Display every line of the entries below that contains the word "shaped".

— Begin SUPPLIED DATA —

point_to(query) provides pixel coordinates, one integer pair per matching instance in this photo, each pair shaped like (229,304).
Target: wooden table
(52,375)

— End SUPPLIED DATA —
— Begin SUPPLIED DATA —

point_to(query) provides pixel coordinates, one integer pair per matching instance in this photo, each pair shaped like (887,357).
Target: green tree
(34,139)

— End SUPPLIED DATA —
— Begin SUPPLIED DATA —

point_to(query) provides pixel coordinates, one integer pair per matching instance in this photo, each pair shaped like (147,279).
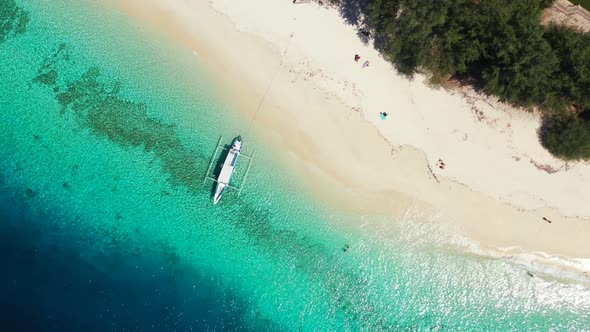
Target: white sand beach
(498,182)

— End SUPPLIED DATA —

# EXERCISE OUTPUT
point_to(query) provides pixel coordinates, one integer pair per matching instance in this photo, each pair shaped like (229,304).
point_to(query) provides pixel coordinates, one integer pair per matching instance in this photo, each pair shaped like (887,357).
point_to(query) provides pixel coordinates, one integer pair per matching instance in this photo, each pair shaped like (147,279).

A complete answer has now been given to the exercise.